Week three in ICU has been a real mixture. Some of the really sick patients are getting better, which is fabulous. However, there are a couple of really sad cases where metastatic cancer and massive cerebral bleeds have put up a better fight than the combined forces of the patients and medics. I’m learning loads… the teaching sessions of the week have been: management of severe brain injury, non-invasive ventilation, airway management, renal physiology and a journal review about the use of certain antipsychotics for delirium in ICU. I’ve also felt surgical emphysema and stuck my finger through someone’s chest cavity to feel his lung (we were putting a chest drain in, I hadn’t just stabbed them!). I’ve also sat in on a family conference, where the consultant had to break bad news. This was interesting to see as it was done with great sensitivity and care. We also did a couple of simulated senarios. My role in each was ‘medical student’, which was great as I just did as I was told and did CPR and put fake cannulae in. In both cases the ‘patient’ survived, although this may have been due more to luck than anything else in the first senario, as none of us had realized that the oxygen was not turned on!

» Problem set
A - Answer these questions about the ICU post:
(i) What role did the writer have in each simulated scenario?
(ii) What was being put in when the writer felt a patient's lung?
(iii) What had none of the team realized during the first scenario?
B - Continue the ICU post from its last sentence.

Items from a dataset:
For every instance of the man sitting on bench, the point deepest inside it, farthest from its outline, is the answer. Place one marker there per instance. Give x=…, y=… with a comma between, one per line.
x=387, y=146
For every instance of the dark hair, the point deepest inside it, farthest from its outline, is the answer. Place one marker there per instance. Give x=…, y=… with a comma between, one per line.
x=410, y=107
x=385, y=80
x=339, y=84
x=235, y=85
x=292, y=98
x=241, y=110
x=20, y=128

» Answers by item
A -
(i) ‘Medical student’
(ii) A chest drain
(iii) That the oxygen was not turned on

B -
In addition, one of the Residents is Chinese and brought in a 1000 year old egg for us to try. I will now quote Wikipedia to give you an idea of what this entails:
Century egg, also known as preserved egg, hundred-year egg, thousand-year egg, thousand-year-old egg, and millennium egg (or Pidan in Mandarin), is a Chinese cuisine ingredient made by preserving duck, chicken or quail eggs in a mixture of clay, ash, salt, lime, and rice hulls for several weeks to several months, depending on the method of processing. Through the process, the yolk becomes a dark green, cream-like substance with a strong odor of sulphur and ammonia, while the white becomes a dark brown, transparent jelly with little flavor. The transforming agent in the century egg is its alkaline material, which gradually raises the pH of the egg to around 9, 12, or more.[1] This chemical process breaks down some of the complex, flavorless proteins and fats, which produces a variety of smaller flavorful compounds. Some eggs have patterns near the surface of the egg white that are likened to pine branches.
I definitely will not be trying one again- the aftertaste of mouldy egg will stay with me for a long time!
Thursday night was out with the girls for amazing tapas and Twilight. The tapas restaurant was fabulous- we has scallops and octopus and meatballs and several other things I can’t remember anymore! And sangria, which was another first for me. The cinema was lovely, a bit like Zefferelis in Ambleside. You can take a glass of wine in with you, which is very civilised.
Friday night was dinner in China town before the Dutch game. We ate in the food court, where there must have been at least a thousand different meals from various different outlets. Not good for someone as indecisive as me!! My seafood Thai curry was amazing, if hot enough to make me weep.
I shall write again soon, and will eventually get round to writing some postcards.